• _Objetivo_
Convierte a CSV de dos columnas, "texto" y "respuesta", las entradas que van de la línea que contiene "the bird foot" al final de las entradas, ambos extremos incluidos. Pon una fila por entrada, cada valor en un único campo entre comillas y con los saltos de línea sustituidos por espacios.
++++ Entradas de datos
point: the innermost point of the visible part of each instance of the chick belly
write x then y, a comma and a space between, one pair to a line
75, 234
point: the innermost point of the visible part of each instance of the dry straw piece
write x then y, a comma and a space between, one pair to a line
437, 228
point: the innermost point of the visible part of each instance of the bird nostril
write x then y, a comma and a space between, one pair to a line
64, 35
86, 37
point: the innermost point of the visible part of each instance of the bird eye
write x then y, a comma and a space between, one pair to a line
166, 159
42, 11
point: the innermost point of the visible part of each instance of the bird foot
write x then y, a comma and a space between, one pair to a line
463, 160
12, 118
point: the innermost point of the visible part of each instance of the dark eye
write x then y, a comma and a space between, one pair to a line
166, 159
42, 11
++++++++
• _Solución_
texto,respuesta
"point: the innermost point of the visible part of each instance of the bird foot write x then y, a comma and a space between, one pair to a line","463, 160 12, 118"
"point: the innermost point of the visible part of each instance of the dark eye write x then y, a comma and a space between, one pair to a line","166, 159 42, 11"